What to work on: This exercise calls for printing every record exactly once more.
Segment Start: Given records
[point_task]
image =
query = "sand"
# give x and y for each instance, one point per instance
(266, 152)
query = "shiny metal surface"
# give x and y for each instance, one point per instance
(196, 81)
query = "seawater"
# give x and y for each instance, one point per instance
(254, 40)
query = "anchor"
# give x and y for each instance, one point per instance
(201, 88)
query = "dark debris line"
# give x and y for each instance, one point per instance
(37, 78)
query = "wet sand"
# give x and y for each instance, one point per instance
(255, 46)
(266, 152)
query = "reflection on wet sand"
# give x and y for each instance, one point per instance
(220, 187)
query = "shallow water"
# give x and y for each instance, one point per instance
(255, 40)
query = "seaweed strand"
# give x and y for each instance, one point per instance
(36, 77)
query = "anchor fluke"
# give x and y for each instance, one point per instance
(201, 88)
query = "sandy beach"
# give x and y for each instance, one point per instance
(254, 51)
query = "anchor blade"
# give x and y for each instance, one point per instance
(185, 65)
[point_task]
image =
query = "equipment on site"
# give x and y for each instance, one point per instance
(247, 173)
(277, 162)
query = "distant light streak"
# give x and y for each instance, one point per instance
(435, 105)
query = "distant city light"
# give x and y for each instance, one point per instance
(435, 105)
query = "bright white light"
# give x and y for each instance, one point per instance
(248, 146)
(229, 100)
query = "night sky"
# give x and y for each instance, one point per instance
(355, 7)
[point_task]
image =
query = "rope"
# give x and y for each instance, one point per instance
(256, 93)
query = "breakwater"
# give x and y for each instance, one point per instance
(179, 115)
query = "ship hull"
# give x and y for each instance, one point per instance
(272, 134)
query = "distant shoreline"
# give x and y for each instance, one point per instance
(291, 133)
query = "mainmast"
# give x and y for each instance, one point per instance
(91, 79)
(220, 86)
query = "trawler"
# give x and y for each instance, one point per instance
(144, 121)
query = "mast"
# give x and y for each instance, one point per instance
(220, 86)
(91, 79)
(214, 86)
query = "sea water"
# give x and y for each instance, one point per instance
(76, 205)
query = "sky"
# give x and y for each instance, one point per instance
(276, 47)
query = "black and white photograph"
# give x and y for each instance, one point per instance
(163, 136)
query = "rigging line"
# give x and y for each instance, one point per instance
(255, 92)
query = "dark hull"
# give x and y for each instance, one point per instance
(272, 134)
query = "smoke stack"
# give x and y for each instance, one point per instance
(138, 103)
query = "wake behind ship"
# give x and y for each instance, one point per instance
Segment End: Given records
Expected answer:
[point_task]
image =
query = "sand"
# give x and y for each instance, one point per instance
(266, 152)
query = "shiny metal surface"
# give x and y for each instance, one point per instance
(196, 81)
query = "seawater"
# give x and y for each instance, one point per instance
(254, 40)
query = "anchor"
# give x and y for each instance, one point per instance
(201, 88)
query = "dark debris line"
# give x and y for each instance, one point per instance
(37, 78)
query = "wet sand"
# give x and y for each instance, one point per instance
(255, 46)
(266, 152)
query = "reflection on wet sand"
# give x and y for each instance, one point per instance
(220, 187)
query = "shallow water"
# give x and y for each instance, one point per instance
(255, 40)
query = "seaweed strand"
# give x and y for each instance, one point per instance
(36, 77)
query = "anchor fluke"
# give x and y for each instance, one point per instance
(201, 88)
query = "sandy beach"
# give x and y for each instance, one point per instance
(254, 51)
query = "anchor blade"
# give x and y for each instance, one point per instance
(185, 65)
[point_task]
image =
query = "equipment on site"
# give x and y for each instance, one point per instance
(247, 173)
(277, 162)
query = "distant light streak"
# give x and y for each instance, one point per instance
(435, 105)
query = "distant city light"
# give x and y for each instance, one point per instance
(435, 105)
query = "bright white light"
# give x and y for each instance, one point per instance
(248, 146)
(229, 100)
query = "night sky"
# give x and y for each instance, one point per instance
(355, 7)
[point_task]
image =
query = "rope"
# give x and y for each instance, one point per instance
(256, 93)
query = "breakwater"
# give x and y for each instance, one point per instance
(179, 115)
query = "ship hull"
# give x and y for each instance, one point per instance
(272, 134)
query = "distant shoreline"
# give x and y for each instance, one point per instance
(291, 133)
query = "mainmast"
# give x and y for each instance, one point per instance
(91, 79)
(220, 86)
query = "trawler"
# give x and y for each instance, one point per instance
(144, 121)
query = "mast"
# give x and y for each instance, one point per instance
(220, 86)
(91, 79)
(214, 86)
query = "sea water"
# give x and y for each instance, one point per instance
(76, 205)
query = "sky"
# give x and y for each instance, one point per instance
(276, 47)
query = "black and white photograph"
# give x and y for each instance, one point per instance
(163, 136)
query = "rigging line"
# give x and y for each instance, one point per instance
(255, 92)
query = "dark hull"
# give x and y for each instance, one point per instance
(272, 134)
query = "smoke stack"
# give x and y for each instance, one point per instance
(138, 103)
query = "wake behind ship"
# give x and y for each instance, one point per instance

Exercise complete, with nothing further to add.